--- Document text ---

1. Maurice Pratt

The renovated North Unit day room at the Central Nova Scotia Correctional Facility. Photo: Halifax Examiner

Yesterday, Justice James Chipman dismissed Maurice Pratt’s habeas corpus application. Pratt was the first of at least eight prisoners at the Burnside jail to have their habeas applications heard by Chipman. (The others are scheduled for Monday, but I’m hearing there may be a delay.) The prisoners filed their applications in response to a three-week lockdown at North 3, the new “direct supervision” day room at the jail.

In his decision, Chipman reviewed the case law on habeas applications as they apply to jails — specifically, the aversion towards “micro-management of the prisons by the courts” — and summarized the arguments that had been presented to him. He then ruled that the lockdown was “lawful and reasonable,” and he wouldn’t intervene in the use of the lockdown in this instance by the jail.

Chipman did acknowledge, however, that there were problems in North 3.

Chipman’s decision didn’t surprise me. Pratt has a history of violence towards guards, and jail administrators said he had threatened violence again. Chipman clearly believed them.

And Pratt was self-represented. He did surprisingly well, but still was in over his head. Chipman gave Pratt wide latitude, more than he would a lawyer (this is appropriate), but Pratt couldn’t stay focused on the issues at hand, which to be fair, makes sense: Pratt wanted the lockdowns to be placed in the context of (allegedly) poor management and vile conditions at the jail, while Chipman needed the application to address the facts of the lockdown, and nothing else.

I can’t say how yesterday’s decision will affect the applications of the other prisoners. They have lawyers, who are presumably better equipped to argue the cases. And Pratt’s hearing may have provided fodder for those arguments. But Chipman is evidently wary of getting involved in jail administration.

---

> Instructions:
A: According to the article on Maurice Pratt, who dismissed Pratt's habeas corpus application?
B: Rewrite the part of the article on Maurice Pratt starting with "In his decision, Chipman" and going on through "by the jail.", replacing "lockdown" with "confinement".
C: List every phrase that the article on Maurice Pratt places inside quotation marks.

--- Dataset records ---

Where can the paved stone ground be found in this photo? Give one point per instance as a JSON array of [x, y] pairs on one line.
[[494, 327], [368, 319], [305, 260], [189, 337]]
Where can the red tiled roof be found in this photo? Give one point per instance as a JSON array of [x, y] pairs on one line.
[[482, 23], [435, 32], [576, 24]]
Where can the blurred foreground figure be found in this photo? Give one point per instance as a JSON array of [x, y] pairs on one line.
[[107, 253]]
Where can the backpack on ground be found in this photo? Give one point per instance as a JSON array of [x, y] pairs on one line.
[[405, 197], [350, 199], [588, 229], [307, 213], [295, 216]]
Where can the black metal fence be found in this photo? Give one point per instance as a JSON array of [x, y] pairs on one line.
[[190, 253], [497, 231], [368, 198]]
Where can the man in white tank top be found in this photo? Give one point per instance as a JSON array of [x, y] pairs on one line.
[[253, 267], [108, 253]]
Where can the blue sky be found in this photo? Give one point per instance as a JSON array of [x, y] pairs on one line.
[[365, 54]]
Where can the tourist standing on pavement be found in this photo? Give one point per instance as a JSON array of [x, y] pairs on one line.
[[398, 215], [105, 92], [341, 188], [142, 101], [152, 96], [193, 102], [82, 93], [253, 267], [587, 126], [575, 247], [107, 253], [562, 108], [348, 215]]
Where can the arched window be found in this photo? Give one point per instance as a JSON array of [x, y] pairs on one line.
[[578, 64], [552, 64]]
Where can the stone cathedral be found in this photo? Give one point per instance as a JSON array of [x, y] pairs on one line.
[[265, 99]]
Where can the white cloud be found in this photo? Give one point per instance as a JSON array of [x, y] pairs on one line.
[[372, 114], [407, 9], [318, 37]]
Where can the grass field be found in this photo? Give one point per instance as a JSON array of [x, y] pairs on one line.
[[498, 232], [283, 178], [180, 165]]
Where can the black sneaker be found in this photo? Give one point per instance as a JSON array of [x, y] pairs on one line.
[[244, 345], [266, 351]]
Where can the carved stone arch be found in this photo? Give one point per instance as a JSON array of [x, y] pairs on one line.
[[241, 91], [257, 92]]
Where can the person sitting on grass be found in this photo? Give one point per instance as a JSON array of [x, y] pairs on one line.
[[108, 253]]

---

> Answers to the problems:
A: Justice James Chipman

B:
In his decision, Chipman reviewed the case law on habeas applications as they apply to jails — specifically, the aversion towards “micro-management of the prisons by the courts” — and summarized the arguments that had been presented to him. He then ruled that the confinement was “lawful and reasonable,” and he wouldn’t intervene in the use of the confinement in this instance by the jail.

C:
"direct supervision"
"micro-management of the prisons by the courts"
"lawful and reasonable"